Can you recast the material below as a JSON list of strings, one string per line, beginning at the line that has "Target: honeysuckle flower" and stopping after the line that has "Target: white building"? Leave out any blank lines.

* **Provided information**:

-- BEGIN --

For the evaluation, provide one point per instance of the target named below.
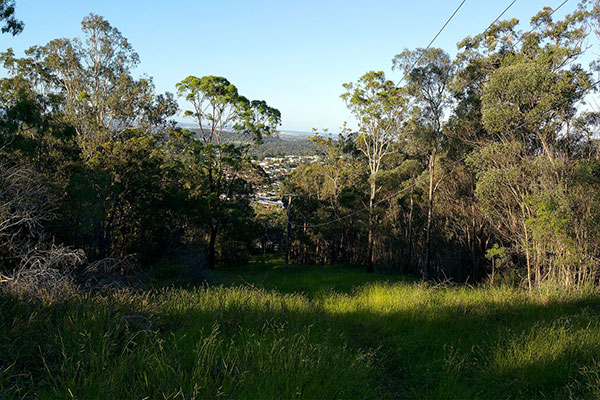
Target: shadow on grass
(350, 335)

-- END --
-- BEGIN --

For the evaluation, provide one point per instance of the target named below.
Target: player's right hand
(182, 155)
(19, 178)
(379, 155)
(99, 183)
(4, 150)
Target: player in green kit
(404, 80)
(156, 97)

-- END --
-- BEGIN --

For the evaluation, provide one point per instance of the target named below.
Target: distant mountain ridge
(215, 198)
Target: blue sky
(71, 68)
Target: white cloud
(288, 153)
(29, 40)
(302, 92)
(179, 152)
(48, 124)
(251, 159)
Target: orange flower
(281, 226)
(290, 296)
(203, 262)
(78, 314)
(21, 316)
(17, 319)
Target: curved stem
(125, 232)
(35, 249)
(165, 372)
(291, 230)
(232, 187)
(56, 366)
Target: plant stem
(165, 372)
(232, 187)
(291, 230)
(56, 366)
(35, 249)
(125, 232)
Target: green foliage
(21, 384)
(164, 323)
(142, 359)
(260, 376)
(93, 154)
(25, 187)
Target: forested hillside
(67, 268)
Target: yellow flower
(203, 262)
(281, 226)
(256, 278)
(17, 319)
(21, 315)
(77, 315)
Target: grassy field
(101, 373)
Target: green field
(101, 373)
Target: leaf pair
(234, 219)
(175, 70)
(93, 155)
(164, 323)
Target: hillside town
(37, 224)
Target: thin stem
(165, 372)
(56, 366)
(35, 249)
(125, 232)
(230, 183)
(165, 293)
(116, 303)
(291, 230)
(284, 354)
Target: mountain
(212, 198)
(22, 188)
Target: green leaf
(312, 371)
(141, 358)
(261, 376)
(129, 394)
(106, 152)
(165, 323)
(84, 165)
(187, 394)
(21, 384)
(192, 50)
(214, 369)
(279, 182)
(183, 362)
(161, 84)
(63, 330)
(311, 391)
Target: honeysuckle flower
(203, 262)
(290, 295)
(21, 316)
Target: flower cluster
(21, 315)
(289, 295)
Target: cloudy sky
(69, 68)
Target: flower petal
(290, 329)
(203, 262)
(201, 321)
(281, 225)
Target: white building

-- END --

* **Complete response**:
[
  "Target: honeysuckle flower",
  "(203, 262)",
  "(290, 295)",
  "(21, 316)",
  "Target: flower cluster",
  "(21, 315)",
  "(289, 295)",
  "Target: cloudy sky",
  "(69, 68)",
  "Target: flower petal",
  "(290, 329)",
  "(203, 262)",
  "(201, 321)",
  "(281, 225)",
  "Target: white building"
]